▶ Exercise material
____________

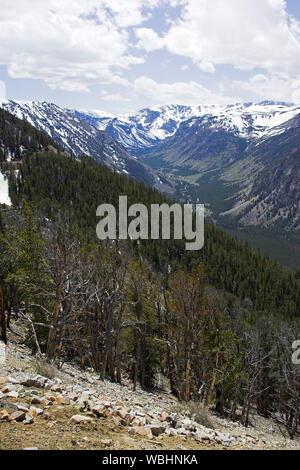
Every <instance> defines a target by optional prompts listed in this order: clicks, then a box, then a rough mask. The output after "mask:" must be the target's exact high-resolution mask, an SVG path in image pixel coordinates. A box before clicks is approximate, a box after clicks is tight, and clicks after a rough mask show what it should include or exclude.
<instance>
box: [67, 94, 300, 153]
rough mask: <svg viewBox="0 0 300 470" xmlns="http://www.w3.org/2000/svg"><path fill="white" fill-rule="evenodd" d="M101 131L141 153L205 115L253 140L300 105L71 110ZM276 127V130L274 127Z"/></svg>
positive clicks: (291, 115)
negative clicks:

____________

▶ Your assignment
Copy all the entries word for word. Omit any pictures.

▶ The completed task
Every <instance> defines a target by optional prompts listed in this order: clicks, then a box, then a rough mask. The output after "mask:" must be the target's exact high-resolution mask, an SVG path in image pixel coordinates. A box before clicks is approximate, a box after clicks is tight, and clicks after a rough mask show what it should include or exclude.
<instance>
box: [67, 94, 300, 153]
rough mask: <svg viewBox="0 0 300 470" xmlns="http://www.w3.org/2000/svg"><path fill="white" fill-rule="evenodd" d="M101 131L141 153L205 115L253 140L300 105L71 110ZM276 127V130L274 127Z"/></svg>
positive clicks: (291, 115)
negative clicks:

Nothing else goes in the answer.